### [Fragmento]
════════════════════

Si bien es real el crecimiento de lo que algunos analistas bautizaron como un “conservadurismo popular” compuesto por sectores de la clase media baja, con fracciones de la clase trabajadora, lo que hace cuatro años se presentaba como una ola imparable de fascistización de Brasil sufrió un revés en estas elecciones.

Incluso Bolsonaro fue vencido, pese a que las centrales sindicales y movimientos sociales (que responden a la dirección política del PT) no enfrentaron seriamente en las calles ni al régimen golpista encabezado por Michel Temer ni a la ultraderecha mientras estuvo en el gobierno. Su apuesta fue a la constitución de alianzas superestructurales con la centroderecha. Una estrategia que —en los hechos— configuró otra ventaja para el excapitán. En 2017 se produjo la mayor huelga nacional contra las reformas laborales regresivas implementadas por Temer y la medida no tuvo continuidad.

════════════════════

### [Registros de datos]
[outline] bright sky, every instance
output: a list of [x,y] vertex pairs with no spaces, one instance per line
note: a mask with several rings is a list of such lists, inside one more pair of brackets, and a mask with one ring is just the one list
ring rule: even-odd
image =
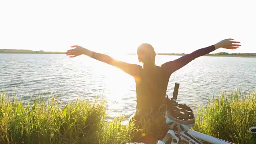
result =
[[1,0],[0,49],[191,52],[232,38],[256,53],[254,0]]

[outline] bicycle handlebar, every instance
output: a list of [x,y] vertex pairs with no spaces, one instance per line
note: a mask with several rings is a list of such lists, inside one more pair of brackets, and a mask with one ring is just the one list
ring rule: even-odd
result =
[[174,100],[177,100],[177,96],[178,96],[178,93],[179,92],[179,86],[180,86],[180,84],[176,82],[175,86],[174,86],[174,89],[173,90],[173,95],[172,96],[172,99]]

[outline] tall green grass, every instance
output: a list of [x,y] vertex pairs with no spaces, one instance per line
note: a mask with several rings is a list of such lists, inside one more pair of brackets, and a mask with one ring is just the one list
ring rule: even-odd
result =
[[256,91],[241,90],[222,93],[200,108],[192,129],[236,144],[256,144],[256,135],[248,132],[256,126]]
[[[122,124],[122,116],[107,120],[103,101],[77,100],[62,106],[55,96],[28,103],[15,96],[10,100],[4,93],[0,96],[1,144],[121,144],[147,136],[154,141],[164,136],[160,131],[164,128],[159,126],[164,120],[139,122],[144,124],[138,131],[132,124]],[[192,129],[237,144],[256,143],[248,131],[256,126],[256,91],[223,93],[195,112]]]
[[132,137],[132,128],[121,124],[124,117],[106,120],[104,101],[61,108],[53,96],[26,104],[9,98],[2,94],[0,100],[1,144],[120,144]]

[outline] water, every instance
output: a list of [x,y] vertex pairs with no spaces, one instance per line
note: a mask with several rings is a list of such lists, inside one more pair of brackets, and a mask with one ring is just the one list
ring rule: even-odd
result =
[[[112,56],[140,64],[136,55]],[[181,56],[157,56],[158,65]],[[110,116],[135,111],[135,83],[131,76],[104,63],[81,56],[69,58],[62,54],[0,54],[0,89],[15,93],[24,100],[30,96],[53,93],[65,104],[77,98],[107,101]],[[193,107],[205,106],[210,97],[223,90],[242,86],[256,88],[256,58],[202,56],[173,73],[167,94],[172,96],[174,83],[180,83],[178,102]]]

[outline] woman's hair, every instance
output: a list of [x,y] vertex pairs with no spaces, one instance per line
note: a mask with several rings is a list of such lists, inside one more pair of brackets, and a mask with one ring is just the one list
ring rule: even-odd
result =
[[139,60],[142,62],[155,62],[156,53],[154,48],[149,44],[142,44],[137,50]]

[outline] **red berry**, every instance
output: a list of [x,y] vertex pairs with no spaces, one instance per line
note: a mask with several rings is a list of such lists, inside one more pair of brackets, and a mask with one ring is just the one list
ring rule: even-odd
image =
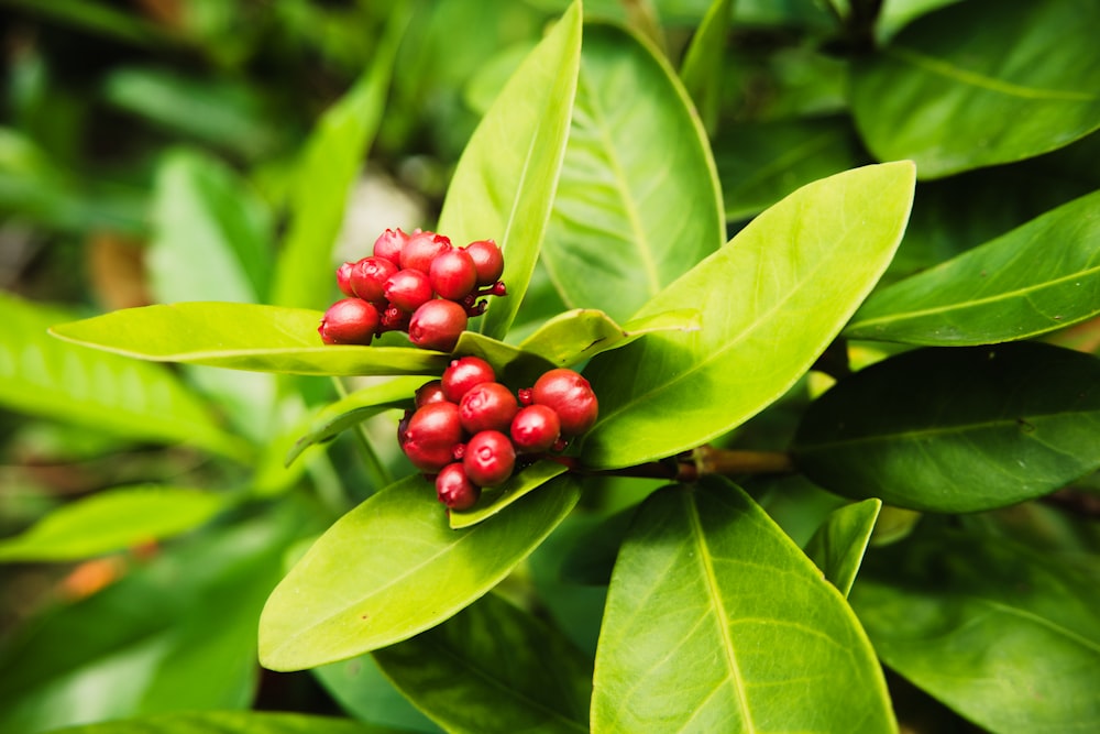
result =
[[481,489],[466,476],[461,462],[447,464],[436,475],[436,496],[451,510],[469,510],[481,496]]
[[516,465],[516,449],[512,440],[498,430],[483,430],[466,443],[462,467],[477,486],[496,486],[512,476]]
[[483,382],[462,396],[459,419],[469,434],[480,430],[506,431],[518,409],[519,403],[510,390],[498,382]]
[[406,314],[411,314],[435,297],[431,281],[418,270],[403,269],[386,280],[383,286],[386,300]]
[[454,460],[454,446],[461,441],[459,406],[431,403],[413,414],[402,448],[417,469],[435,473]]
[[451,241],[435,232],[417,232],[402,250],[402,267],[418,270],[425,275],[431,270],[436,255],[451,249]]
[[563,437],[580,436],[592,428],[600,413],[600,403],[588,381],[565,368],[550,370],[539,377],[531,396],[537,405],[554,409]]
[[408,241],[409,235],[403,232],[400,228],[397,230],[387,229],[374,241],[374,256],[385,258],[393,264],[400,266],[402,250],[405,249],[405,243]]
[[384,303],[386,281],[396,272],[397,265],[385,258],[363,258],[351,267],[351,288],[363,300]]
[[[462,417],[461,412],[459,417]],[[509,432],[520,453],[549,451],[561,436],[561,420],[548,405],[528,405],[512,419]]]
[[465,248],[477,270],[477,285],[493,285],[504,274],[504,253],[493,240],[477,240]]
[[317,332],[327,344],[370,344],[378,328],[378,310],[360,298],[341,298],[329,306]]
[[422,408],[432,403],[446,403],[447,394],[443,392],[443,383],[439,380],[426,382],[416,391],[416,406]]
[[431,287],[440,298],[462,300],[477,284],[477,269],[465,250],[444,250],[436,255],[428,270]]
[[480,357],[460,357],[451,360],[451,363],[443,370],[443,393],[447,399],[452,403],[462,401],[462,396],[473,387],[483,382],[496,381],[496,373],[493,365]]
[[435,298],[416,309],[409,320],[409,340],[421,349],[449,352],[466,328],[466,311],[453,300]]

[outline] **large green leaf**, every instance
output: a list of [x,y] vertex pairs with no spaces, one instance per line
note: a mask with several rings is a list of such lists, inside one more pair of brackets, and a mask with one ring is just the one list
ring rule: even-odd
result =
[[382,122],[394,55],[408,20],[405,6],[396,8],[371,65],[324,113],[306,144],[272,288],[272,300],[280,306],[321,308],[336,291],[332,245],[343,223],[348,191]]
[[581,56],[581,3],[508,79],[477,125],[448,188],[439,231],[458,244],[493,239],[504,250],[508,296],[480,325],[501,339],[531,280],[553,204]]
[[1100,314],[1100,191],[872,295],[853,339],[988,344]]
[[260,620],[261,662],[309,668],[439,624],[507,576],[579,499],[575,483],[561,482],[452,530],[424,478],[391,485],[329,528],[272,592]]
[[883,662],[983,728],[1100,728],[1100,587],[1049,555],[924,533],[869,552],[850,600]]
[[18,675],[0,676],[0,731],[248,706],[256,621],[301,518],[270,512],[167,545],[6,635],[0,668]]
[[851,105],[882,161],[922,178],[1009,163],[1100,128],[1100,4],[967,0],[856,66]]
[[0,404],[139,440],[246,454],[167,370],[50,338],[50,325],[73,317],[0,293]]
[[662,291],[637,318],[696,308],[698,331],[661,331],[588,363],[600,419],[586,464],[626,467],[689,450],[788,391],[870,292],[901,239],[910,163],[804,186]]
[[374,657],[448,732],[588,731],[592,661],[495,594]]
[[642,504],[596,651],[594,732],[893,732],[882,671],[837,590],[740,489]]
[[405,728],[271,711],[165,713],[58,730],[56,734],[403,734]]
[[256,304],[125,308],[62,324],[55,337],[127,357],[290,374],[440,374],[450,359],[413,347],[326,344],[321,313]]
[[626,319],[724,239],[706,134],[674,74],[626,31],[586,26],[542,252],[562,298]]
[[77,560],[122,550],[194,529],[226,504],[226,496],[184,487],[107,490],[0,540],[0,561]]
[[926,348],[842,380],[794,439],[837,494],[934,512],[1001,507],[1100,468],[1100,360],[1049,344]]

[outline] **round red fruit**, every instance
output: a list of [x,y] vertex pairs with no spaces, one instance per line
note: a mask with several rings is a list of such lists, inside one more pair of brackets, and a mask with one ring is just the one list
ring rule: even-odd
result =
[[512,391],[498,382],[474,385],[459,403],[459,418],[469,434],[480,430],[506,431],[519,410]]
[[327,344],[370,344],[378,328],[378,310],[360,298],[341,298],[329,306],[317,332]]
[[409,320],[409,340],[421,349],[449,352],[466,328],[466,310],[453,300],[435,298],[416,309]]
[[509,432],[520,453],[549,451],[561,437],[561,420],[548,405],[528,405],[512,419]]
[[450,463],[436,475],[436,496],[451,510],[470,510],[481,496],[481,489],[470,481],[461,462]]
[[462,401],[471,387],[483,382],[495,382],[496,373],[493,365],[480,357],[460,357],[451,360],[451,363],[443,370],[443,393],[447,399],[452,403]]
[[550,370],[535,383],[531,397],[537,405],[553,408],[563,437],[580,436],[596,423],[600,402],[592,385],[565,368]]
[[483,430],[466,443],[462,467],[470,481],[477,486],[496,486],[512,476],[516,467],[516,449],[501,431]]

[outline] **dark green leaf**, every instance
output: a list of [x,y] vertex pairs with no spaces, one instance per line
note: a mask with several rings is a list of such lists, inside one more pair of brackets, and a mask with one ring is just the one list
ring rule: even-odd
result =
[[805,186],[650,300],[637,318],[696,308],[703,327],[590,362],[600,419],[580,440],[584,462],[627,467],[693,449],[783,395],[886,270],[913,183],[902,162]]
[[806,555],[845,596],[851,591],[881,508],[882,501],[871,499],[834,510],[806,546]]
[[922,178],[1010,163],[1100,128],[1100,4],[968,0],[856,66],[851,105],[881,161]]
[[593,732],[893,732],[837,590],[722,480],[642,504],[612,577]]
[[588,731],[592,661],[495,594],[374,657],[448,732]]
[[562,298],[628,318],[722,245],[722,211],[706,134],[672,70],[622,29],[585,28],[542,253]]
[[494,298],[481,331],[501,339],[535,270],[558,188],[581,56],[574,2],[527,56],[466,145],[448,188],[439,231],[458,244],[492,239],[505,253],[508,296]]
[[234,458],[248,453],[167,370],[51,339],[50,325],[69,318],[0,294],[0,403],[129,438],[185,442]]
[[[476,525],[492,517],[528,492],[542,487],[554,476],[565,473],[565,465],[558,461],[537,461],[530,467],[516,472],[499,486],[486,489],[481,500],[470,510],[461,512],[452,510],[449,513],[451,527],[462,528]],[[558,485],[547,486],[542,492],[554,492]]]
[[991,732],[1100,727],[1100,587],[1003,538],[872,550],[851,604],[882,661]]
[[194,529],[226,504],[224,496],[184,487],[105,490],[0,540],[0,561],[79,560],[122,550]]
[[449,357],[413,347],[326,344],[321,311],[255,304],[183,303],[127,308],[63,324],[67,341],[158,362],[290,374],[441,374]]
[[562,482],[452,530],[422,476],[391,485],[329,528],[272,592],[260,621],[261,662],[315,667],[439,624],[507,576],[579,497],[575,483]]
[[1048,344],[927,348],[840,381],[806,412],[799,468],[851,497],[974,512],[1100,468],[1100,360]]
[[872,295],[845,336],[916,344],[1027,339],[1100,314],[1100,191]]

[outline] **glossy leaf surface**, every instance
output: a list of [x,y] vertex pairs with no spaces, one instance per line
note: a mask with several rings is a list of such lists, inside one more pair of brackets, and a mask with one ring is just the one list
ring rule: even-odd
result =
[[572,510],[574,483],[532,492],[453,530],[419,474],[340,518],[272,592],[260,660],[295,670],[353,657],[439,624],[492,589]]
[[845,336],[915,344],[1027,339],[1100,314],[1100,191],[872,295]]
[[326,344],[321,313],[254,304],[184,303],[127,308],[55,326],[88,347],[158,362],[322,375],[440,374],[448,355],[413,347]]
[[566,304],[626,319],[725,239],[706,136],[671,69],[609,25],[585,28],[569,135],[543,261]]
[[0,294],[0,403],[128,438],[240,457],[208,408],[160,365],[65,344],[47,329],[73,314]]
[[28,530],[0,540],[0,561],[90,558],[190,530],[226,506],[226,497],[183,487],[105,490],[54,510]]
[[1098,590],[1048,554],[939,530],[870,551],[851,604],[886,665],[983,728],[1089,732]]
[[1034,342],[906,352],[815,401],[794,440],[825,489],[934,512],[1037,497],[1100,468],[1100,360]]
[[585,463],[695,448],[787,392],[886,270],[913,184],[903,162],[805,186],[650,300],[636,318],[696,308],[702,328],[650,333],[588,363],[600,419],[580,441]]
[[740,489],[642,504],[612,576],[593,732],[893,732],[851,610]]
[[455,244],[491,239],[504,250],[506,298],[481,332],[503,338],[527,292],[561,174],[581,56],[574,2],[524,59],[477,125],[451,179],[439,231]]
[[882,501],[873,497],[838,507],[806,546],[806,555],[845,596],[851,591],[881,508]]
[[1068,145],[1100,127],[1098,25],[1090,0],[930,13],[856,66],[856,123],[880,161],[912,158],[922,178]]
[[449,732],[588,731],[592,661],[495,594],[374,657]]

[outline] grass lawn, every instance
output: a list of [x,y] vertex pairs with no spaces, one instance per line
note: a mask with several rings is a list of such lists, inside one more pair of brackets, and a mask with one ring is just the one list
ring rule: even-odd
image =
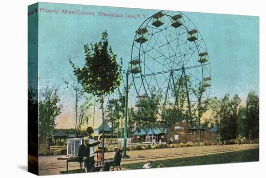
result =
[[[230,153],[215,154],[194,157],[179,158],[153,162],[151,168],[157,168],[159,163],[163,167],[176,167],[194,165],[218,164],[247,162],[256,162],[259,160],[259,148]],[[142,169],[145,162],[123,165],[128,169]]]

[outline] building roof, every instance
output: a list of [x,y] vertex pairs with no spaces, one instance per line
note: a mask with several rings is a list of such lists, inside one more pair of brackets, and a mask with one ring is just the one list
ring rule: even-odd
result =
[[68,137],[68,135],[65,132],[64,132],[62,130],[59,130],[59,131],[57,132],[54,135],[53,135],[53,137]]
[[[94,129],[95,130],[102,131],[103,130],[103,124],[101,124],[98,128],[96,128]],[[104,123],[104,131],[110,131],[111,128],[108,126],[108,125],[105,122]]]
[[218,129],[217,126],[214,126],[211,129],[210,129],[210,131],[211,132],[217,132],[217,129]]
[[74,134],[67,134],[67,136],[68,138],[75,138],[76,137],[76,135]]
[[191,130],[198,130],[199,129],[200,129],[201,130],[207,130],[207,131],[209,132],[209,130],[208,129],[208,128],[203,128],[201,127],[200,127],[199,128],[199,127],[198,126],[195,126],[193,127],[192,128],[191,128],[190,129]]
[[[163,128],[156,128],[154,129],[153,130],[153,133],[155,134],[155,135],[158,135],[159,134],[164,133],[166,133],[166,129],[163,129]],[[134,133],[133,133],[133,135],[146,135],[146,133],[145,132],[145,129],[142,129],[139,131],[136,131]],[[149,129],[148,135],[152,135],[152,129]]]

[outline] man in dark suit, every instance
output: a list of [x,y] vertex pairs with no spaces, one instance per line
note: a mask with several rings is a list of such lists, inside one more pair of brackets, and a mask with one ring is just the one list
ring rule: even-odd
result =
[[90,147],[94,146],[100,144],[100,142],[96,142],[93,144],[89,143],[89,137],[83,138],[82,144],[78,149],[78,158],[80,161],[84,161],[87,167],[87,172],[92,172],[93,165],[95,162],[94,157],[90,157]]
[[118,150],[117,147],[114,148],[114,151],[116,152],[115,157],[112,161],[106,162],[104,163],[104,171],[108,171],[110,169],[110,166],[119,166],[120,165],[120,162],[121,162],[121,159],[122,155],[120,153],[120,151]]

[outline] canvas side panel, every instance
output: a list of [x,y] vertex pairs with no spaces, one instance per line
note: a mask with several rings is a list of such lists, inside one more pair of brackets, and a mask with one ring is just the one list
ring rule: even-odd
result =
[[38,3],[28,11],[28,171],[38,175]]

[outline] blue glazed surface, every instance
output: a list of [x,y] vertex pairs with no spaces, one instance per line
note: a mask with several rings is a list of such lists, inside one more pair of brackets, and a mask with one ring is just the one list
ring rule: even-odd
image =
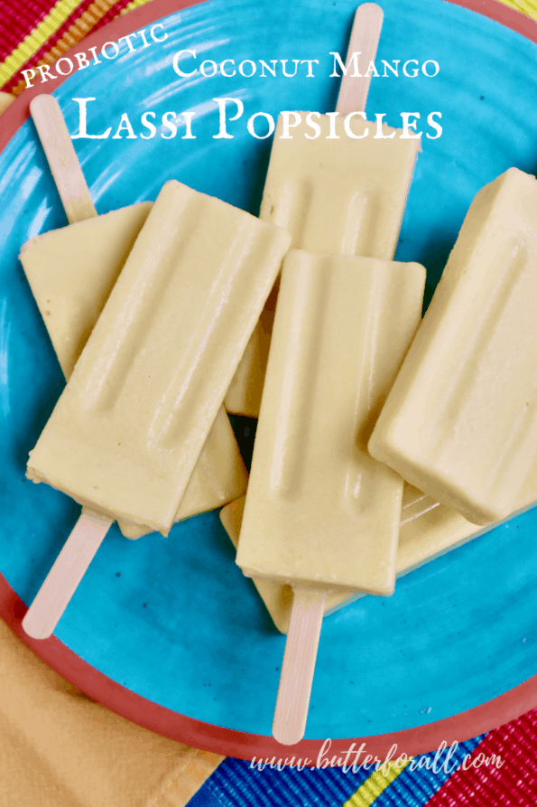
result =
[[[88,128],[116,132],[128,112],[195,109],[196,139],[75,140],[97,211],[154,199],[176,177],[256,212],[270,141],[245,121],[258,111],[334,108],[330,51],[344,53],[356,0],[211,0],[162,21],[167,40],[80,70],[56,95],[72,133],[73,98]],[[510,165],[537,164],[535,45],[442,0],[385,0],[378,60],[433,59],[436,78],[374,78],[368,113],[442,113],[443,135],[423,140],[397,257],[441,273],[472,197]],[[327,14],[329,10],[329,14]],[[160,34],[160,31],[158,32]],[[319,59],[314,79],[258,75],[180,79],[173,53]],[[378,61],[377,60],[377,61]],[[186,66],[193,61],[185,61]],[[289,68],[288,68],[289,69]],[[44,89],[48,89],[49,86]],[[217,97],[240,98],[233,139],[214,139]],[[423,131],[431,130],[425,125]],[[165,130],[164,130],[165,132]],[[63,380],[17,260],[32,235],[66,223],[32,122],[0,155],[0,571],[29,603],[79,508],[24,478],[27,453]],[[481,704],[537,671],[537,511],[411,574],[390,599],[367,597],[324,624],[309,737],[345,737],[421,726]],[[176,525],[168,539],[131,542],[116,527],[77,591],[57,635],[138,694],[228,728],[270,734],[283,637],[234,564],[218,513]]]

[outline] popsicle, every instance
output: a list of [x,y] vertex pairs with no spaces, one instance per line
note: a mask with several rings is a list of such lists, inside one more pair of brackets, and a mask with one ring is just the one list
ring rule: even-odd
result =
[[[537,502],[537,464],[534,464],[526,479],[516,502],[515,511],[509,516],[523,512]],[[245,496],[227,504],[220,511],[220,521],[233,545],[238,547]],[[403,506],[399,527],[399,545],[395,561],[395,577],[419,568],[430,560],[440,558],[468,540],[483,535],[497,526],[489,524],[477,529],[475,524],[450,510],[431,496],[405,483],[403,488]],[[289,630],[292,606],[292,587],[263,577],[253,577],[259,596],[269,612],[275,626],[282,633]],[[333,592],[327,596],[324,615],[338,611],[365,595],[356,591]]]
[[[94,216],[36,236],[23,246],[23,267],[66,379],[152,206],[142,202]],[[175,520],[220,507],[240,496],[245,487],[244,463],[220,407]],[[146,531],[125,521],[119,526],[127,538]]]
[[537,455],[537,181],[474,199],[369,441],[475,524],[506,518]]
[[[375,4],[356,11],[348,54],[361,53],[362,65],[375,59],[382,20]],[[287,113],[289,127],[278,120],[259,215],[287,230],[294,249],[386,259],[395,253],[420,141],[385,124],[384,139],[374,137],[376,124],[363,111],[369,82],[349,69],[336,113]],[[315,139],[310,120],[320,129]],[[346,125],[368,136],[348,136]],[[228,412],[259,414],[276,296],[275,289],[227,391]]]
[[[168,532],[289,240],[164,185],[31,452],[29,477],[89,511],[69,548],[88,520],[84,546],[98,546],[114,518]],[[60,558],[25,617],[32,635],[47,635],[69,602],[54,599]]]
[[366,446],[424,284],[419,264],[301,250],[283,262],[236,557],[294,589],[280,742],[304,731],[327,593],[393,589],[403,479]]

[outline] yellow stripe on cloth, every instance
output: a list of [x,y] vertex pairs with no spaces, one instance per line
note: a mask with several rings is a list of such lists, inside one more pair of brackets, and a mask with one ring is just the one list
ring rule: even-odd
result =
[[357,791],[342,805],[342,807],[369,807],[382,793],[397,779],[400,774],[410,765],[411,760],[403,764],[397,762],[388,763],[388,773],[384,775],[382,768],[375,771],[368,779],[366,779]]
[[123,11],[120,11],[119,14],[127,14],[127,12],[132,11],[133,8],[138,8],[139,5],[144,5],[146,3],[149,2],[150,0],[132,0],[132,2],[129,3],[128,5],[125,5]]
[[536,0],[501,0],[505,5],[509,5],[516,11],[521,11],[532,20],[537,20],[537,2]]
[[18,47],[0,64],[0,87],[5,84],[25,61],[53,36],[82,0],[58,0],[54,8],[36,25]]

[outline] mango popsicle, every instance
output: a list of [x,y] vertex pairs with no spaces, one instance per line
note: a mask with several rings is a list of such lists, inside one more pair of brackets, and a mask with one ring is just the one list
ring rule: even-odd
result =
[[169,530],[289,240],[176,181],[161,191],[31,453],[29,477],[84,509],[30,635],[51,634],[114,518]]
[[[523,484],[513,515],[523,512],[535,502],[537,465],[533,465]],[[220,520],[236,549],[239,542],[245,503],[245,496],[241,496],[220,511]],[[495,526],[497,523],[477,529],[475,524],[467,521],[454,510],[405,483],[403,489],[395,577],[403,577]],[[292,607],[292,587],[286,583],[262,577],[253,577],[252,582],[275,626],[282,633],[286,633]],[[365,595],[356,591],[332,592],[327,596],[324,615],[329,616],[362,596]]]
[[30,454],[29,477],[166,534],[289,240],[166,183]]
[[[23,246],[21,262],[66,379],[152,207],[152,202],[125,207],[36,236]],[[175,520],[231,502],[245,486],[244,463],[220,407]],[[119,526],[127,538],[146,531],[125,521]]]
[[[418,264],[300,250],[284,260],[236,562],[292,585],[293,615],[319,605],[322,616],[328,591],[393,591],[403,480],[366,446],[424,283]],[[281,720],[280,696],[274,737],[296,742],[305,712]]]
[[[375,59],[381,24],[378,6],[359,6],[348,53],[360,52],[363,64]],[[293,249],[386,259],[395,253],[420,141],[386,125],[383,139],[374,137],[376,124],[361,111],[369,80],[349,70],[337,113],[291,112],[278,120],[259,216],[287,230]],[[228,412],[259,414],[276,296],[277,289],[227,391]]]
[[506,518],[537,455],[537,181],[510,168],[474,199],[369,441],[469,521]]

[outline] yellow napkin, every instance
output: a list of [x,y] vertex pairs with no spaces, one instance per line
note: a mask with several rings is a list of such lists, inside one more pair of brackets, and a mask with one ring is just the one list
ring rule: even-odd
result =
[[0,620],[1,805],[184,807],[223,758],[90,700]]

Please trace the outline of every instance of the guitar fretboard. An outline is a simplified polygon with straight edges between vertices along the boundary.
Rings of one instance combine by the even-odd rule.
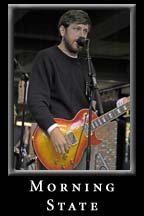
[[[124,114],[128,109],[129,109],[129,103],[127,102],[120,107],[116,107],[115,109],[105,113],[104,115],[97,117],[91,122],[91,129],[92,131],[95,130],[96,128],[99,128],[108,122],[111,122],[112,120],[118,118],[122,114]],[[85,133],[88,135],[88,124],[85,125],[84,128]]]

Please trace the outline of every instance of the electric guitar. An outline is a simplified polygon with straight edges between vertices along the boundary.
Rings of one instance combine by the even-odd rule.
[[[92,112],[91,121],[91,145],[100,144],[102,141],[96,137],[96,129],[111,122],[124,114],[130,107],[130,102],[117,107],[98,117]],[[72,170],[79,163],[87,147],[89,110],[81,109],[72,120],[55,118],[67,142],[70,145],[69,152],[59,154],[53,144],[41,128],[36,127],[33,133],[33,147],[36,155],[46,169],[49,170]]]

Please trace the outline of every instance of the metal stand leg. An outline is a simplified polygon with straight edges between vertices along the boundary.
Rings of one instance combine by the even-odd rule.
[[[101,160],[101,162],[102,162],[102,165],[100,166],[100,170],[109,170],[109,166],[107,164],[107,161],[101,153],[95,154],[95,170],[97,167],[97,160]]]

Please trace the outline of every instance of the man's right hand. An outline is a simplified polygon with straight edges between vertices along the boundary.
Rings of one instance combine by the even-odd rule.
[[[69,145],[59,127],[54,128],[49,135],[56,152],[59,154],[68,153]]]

════════════════════

### [Tus tareas]
**a.** Reproduce el tramo del fragmento sobre las elecciones en Brasil que va de "Si bien es real" a "en estas elecciones.", sustituyendo "Brasil" por "el país".
**b.** Según el fragmento sobre las elecciones en Brasil, ¿en qué año se produjo la mayor huelga nacional contra las reformas laborales de Temer?
**c.** Sigue escribiendo el fragmento sobre las elecciones en Brasil a partir de su última oración.

### [Respuestas del ejercicio]
**a.**
Si bien es real el crecimiento de lo que algunos analistas bautizaron como un “conservadurismo popular” compuesto por sectores de la clase media baja, con fracciones de la clase trabajadora, lo que hace cuatro años se presentaba como una ola imparable de fascistización de el país sufrió un revés en estas elecciones.

**b.** En 2017.

**c.**
Lula tiene una tarea muy difícil por delante: la construcción de un consenso en el próximo periodo desde una posición de árbitro de una coalición político-social con múltiples tendencias centrífugas, una vez derrotado el cuco de la ultraderecha. Sin embargo, esto no puede ocultar las enormes dificultades que enfrentó el bolsonarismo para construir su propia hegemonía que muchos impresionistas daban por descontada cuatro años atrás. 

Fernando Henrique Cardoso fue el último presidente electo en primera vuelta en tiempos en los que el neoliberalismo gozaba de buena salud en el mundo. Tanto Fernando Collor de Mello antes como Lula y Dilma Rousseff después necesitaron del balotaje para llegar al Planalto. Sin embargo, hasta la primera elección de Lula, el candidato que triunfaba, lo hacía de manera más o menos homogénea en todo el país (conquistando por lo menos 24 de los 27 estados). A partir del 2006 cuando Lula logró su reelección, el escenario cambió.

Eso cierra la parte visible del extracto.